_TASK DETAILS_
Below are some records; return each one exactly.

--- START OF RECORDED DATA ---

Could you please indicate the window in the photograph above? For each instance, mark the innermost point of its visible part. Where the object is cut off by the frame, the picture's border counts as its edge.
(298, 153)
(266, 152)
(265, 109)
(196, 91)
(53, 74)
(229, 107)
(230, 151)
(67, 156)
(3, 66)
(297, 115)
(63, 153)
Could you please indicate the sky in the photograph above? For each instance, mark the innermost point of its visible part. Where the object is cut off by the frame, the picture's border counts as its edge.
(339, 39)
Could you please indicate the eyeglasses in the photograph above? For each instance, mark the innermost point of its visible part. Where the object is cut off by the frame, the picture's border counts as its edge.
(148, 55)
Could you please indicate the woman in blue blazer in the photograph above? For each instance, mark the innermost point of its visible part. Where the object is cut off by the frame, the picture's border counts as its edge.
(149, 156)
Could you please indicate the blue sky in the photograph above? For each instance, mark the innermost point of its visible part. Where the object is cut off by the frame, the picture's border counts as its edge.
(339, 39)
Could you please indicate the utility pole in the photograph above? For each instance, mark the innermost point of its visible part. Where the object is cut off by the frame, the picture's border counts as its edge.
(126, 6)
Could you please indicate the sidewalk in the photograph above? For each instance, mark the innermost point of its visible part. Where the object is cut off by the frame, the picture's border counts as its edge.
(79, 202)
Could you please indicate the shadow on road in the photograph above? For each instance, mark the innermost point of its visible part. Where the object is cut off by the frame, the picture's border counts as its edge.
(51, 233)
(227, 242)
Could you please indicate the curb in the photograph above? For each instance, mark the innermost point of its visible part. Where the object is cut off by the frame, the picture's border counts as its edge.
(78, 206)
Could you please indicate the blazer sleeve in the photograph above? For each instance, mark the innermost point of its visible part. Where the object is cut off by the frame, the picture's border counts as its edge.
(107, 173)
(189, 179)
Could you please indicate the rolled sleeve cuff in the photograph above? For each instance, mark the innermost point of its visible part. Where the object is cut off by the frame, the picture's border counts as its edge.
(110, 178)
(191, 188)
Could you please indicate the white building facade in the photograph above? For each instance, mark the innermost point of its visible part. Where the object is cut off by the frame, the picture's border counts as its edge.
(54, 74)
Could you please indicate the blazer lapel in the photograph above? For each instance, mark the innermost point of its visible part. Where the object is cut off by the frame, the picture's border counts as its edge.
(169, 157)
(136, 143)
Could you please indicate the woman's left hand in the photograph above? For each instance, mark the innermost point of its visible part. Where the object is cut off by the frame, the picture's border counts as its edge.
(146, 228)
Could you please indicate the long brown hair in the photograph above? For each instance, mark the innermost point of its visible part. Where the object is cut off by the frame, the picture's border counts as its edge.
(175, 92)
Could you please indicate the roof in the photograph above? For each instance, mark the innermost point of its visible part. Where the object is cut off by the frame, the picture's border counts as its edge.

--- END OF RECORDED DATA ---

_CORRECT RESULT_
Could you please indicate the window in the photograph above? For each instance, mark the innermost point of its visible part. Where the object is cut off by the frame, the picture's border counts as its edge.
(298, 153)
(266, 152)
(265, 109)
(196, 91)
(53, 74)
(229, 107)
(230, 151)
(67, 156)
(3, 66)
(297, 115)
(63, 153)
Could you please indicate the sky in the photograph above? For each instance, mark the innermost point of its visible part. Where the object is cut off by the frame, the picture's border counts as its edge.
(339, 39)
Could you please indicate the eyeglasses in the photograph above? For each instance, mark the innermost point of its visible part. Where the object is cut off by the frame, the picture's border counts as its edge.
(148, 55)
Could you please indicate the woman in blue blazer in the photograph above? For each instance, mark the innermost point of its visible part. Where the object is cut off by the frame, the picture's border counts as its edge.
(149, 156)
Could you please indicate the blue sky in the photograph above? For each instance, mark the innermost point of its visible part. Where the object is cut off by the frame, the picture's border counts as its edge.
(339, 39)
Could you please indicate the utility pole in the photograph above? For each instance, mark the innermost point of its visible part. Where the object is cut off by the frame, the picture's border counts as its edge.
(126, 6)
Could you please indicate the sidewalk in the photograph above? For each instance, mark the innermost point of its visible part. Where the object is cut off by the frame, the picture's border counts as its edge.
(79, 202)
Could you please indicate the shadow on road in the photograph above? For each instance, mark the innermost point of its visible part. Where the object is cut off by the frame, the picture's border counts as its edge.
(51, 233)
(227, 242)
Could you please indicate the curb in the photograph above? For each instance, mark the innermost point of its visible part. Where the object is cut off by the frame, the picture's border counts as its edge.
(78, 206)
Could you please indicate the blazer sleeve in the photograph above? For each instance, mark the innermost point of its visible part. Where the object is cut off by the frame, the picture's border counts as its edge.
(107, 173)
(189, 179)
Could you please indicate the rolled sleeve cuff in the photograph above? For each instance, mark the innermost point of its visible part. Where the object is cut off by the frame, the picture's border counts as its edge.
(110, 178)
(191, 188)
Could you please indicate the white building facade in the photograph above? For each instance, mark the innermost point of its visible part. Where the object is cut off by the frame, the picture's border counts as its edge.
(54, 74)
Could you please indicate the blazer lapel in the photograph above? For each instance, mark the innermost point of its visible part. Where the object is cut off by the frame, the picture's border counts as its edge.
(169, 157)
(136, 143)
Could you please indicate the woman's left hand in the photograph above? For each instance, mark the innermost point of its visible part. Where the object is cut off by the frame, the picture's border counts as its edge.
(146, 228)
Could you please indicate the long brown hair in the photograph above? For each instance, mark the innermost point of its visible part. Where the object is cut off by the frame, the picture's border counts as its edge.
(175, 92)
Could you please indicate the roof in the photograph above? For each instance, mark the innermost point of its visible part. Where the object is cut off by the frame, the picture's border counts as its edge.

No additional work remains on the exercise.